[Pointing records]
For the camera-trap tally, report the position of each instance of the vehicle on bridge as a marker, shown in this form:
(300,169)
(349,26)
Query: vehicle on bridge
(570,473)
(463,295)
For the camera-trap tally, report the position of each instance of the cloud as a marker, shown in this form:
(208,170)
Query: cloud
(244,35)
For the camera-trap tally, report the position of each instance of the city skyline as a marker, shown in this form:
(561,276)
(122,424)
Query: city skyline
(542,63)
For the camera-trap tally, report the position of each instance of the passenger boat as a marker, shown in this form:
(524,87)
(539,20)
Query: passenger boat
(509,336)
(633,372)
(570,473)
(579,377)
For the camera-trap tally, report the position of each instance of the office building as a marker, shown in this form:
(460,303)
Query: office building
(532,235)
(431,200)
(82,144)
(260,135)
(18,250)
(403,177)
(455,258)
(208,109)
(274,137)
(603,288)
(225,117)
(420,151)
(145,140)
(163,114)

> [SHORT EXERCISE]:
All of the lines above must be returned exactly.

> [ANSWER]:
For the camera-trap tally, report the position of each instance of the vehicle on bridge as a marker, shown in this form:
(300,169)
(349,26)
Query: vehicle on bridge
(570,473)
(463,295)
For the camera-trap tally, report the position of each instance of the cloud as a marker, shown in this form:
(208,170)
Query: cloud
(244,35)
For the camera-trap tally, report the position of each instance of the city skyline as a marker, shown in this form:
(561,276)
(122,424)
Query: city skyline
(542,63)
For the camera-trap tally, report the position of each instance of the passenger boat as a marker, shown in this form:
(524,87)
(539,20)
Query: passenger boat
(509,336)
(633,372)
(570,473)
(579,377)
For the camera-trap tally, report the position of each instance of the office building as a marker, shown in this form:
(460,303)
Query: office building
(532,235)
(431,200)
(82,144)
(260,135)
(18,250)
(403,177)
(455,258)
(208,109)
(274,137)
(603,288)
(225,117)
(420,151)
(145,140)
(163,114)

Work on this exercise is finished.